## [Exercise goal]
Beginning with the line below that contains "Target: blue shorts" and ending with the line that contains "Target: street light pole", copy every line exactly. Copy nothing else.

(Stored data)
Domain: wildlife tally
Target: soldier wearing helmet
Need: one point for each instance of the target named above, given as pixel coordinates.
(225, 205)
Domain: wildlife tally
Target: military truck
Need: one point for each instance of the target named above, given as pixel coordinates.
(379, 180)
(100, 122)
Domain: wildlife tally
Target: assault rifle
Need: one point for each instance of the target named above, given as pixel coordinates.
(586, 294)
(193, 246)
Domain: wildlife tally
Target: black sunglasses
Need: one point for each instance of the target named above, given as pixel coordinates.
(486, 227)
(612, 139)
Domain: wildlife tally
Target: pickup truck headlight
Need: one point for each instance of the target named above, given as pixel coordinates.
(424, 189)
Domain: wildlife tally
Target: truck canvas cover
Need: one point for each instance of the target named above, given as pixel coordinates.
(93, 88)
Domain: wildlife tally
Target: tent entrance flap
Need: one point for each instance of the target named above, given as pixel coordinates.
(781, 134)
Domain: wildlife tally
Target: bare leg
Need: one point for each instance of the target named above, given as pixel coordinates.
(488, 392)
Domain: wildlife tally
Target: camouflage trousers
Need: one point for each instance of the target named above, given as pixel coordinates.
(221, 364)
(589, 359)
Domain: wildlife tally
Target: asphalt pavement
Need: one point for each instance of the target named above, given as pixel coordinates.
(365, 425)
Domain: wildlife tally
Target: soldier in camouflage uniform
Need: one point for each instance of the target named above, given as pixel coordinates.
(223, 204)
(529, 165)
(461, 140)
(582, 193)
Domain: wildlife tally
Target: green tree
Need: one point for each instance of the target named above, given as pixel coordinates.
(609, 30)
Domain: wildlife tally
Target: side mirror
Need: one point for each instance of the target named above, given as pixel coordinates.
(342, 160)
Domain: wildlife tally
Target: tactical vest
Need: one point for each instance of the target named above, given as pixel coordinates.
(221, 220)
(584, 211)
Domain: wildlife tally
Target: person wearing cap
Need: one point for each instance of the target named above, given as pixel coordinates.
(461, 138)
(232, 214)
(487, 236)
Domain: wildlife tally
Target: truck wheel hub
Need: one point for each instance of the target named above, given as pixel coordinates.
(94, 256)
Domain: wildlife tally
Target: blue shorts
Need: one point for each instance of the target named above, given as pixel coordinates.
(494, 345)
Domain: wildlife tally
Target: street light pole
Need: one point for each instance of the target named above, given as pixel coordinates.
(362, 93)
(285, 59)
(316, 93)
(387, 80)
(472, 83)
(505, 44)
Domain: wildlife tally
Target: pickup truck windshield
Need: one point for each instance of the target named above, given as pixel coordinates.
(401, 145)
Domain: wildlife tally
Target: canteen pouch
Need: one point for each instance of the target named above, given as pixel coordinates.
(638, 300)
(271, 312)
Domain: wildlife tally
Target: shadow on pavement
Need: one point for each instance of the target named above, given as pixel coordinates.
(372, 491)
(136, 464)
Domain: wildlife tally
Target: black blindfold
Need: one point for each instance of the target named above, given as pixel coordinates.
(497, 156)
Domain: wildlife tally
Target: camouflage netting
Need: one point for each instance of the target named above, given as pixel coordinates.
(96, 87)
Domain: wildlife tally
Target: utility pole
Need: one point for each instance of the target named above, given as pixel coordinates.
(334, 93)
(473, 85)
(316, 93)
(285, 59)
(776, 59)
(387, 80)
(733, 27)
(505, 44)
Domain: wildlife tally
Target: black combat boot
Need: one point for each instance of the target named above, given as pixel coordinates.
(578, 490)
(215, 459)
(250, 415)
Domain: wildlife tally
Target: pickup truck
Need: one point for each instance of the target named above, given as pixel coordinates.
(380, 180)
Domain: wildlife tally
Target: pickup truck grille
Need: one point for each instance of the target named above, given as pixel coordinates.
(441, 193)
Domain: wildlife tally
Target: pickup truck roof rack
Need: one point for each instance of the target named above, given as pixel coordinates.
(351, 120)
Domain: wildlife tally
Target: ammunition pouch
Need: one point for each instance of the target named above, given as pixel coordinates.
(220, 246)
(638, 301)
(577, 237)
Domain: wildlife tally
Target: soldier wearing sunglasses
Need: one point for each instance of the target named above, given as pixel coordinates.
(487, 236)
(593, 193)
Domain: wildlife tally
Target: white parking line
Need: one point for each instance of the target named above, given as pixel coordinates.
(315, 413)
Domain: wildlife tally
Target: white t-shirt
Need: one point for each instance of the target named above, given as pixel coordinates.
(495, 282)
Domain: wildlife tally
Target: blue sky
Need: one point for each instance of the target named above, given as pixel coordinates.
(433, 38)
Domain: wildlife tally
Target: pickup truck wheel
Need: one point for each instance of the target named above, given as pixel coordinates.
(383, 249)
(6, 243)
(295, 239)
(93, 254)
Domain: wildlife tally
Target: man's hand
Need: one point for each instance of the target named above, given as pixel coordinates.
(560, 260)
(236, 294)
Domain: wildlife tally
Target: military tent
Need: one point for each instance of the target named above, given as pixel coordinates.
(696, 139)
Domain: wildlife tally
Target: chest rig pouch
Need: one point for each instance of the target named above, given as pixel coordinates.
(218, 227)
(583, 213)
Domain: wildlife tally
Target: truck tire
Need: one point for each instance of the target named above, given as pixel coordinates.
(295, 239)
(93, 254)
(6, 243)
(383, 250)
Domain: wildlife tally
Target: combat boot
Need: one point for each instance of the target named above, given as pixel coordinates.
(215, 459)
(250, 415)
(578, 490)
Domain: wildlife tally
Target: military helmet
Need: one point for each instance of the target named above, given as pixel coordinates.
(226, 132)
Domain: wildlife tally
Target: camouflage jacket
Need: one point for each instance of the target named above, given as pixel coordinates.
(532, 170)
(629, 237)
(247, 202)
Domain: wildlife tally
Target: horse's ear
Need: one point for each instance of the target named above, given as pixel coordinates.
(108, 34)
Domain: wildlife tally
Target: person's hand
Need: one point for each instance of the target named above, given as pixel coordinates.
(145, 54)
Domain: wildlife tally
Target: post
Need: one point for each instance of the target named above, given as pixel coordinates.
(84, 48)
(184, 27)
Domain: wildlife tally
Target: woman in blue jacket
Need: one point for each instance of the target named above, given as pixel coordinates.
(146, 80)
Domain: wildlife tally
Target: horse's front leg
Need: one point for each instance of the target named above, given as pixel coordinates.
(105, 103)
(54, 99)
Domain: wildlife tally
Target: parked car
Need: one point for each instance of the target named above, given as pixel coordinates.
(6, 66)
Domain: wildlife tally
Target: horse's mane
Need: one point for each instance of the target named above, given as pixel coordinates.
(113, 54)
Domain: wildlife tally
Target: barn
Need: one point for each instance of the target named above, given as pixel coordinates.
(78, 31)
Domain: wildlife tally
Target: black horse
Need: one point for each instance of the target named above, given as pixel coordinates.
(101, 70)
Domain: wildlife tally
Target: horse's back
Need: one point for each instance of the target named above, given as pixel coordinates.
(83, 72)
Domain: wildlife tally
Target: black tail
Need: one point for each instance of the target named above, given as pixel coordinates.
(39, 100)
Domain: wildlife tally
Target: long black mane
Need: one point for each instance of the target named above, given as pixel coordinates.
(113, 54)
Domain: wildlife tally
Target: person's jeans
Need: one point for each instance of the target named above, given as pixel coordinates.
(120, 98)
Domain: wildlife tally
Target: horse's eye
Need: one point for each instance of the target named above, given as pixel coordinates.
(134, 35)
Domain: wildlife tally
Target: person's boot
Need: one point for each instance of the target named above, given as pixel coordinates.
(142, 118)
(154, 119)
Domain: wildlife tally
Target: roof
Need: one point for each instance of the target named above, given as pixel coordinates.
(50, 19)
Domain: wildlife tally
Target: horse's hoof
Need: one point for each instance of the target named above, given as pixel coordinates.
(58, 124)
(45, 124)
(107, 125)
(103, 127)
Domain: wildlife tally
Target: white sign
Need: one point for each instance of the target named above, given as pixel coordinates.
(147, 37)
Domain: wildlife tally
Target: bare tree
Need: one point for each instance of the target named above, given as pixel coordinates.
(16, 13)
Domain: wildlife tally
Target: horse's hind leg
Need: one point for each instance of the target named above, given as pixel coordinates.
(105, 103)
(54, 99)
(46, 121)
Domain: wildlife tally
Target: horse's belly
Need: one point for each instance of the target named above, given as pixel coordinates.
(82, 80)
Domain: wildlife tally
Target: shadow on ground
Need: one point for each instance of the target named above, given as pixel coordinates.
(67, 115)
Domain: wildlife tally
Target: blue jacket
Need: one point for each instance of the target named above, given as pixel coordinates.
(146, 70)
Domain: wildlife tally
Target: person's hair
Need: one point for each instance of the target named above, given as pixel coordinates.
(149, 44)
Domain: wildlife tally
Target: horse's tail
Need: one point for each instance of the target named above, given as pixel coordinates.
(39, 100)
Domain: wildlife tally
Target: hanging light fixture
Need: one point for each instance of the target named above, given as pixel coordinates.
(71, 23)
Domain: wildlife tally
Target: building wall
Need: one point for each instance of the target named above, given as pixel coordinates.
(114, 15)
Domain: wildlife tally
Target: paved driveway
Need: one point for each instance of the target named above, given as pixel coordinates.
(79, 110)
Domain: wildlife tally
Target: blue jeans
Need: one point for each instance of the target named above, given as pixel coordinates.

## [Response]
Target: blue shorts
Need: one point for each instance of the target named above, given as pixel coordinates.
(494, 345)
Domain: wildlife tally
Target: street light pole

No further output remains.